▶ **What is expected**
Beginning with the line that contains "Practice step: put one dot on the dog's eye", transcribe every line down to the end of the entries, exactly, and no other lines.

▶ **Provided data**
________________

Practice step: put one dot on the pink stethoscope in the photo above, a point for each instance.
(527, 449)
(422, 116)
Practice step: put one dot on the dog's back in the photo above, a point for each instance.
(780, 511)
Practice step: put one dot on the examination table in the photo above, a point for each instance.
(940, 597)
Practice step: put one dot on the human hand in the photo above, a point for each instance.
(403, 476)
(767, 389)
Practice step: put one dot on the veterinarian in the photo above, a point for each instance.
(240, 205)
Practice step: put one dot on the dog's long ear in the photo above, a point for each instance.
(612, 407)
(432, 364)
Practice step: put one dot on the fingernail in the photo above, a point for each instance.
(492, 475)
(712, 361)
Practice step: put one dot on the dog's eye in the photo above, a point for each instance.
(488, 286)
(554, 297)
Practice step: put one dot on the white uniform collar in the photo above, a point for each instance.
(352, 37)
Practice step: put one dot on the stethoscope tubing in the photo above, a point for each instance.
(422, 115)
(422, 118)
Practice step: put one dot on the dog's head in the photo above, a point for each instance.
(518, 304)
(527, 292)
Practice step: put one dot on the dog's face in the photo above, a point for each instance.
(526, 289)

________________

▶ **Exercise answer**
Practice step: put one dot on the dog's eye in the photo above, a point for each instance.
(488, 286)
(554, 297)
Practice step: put one dot on the white uniform collar in the photo above, a point for each instance.
(352, 37)
Practice step: put one dot on the stethoscope tubing in the photo above, a point for each instance.
(422, 115)
(422, 118)
Practice step: put one dot on the dog's head in the photo above, a point for each instance.
(518, 304)
(527, 292)
Practice step: put one dot on the dog's face in the photo above, a point for each instance.
(526, 289)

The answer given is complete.